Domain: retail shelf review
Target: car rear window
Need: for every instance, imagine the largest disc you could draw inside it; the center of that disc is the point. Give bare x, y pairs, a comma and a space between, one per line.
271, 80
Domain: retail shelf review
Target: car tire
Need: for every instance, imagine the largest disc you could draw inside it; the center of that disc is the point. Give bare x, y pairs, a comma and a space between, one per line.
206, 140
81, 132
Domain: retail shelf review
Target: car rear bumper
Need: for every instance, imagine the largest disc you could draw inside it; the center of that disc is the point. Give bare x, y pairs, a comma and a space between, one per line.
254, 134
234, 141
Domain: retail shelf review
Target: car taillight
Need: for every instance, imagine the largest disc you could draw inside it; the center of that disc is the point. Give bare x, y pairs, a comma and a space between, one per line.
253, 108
§
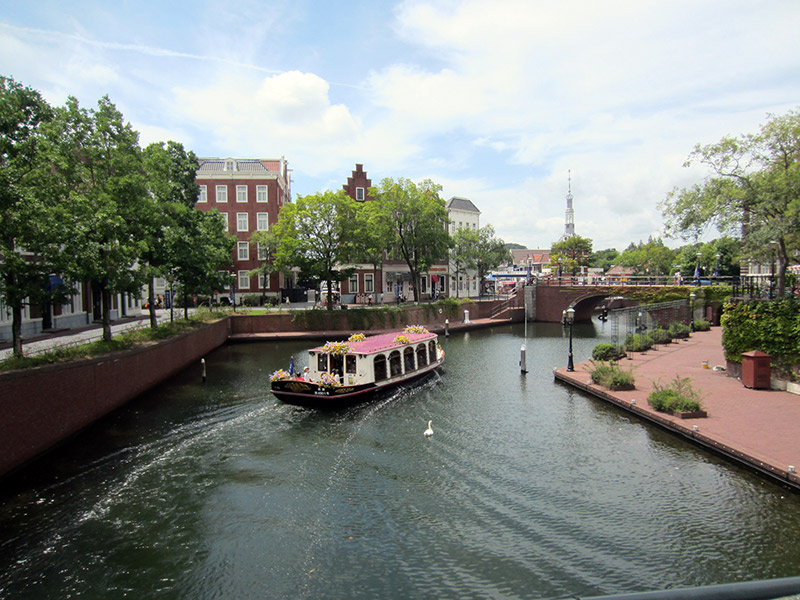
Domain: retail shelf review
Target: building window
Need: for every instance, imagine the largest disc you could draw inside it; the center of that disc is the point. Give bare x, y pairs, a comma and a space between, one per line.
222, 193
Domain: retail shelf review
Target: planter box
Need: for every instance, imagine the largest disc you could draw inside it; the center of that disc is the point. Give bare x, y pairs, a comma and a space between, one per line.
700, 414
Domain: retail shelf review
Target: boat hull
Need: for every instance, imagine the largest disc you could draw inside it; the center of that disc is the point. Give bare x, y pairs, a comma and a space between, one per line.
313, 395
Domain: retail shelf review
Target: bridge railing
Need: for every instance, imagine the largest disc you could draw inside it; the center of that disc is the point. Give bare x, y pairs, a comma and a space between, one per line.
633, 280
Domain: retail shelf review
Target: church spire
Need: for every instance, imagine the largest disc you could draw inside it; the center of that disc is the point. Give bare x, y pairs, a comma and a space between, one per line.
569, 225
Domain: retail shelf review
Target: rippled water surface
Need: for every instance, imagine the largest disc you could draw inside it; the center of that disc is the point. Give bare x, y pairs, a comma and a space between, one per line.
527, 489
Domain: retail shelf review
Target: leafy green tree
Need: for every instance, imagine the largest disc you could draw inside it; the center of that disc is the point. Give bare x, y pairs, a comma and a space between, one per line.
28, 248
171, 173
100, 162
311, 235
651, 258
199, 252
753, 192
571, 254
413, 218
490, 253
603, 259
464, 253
§
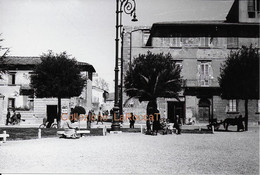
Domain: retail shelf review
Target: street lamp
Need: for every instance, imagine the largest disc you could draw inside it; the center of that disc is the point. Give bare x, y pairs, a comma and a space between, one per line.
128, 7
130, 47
§
### Exercise task
Copy out every line of the rows above that contains the string "Target", leaving all other lines out.

### Worked solution
Target: car rear window
Target: car tire
Target: car rear bumper
Target: car taillight
Target: building window
Target: planter box
Target: boat hull
Target: bridge railing
Target: church spire
Target: rippled water surface
Target: leafy green tree
Target: street lamp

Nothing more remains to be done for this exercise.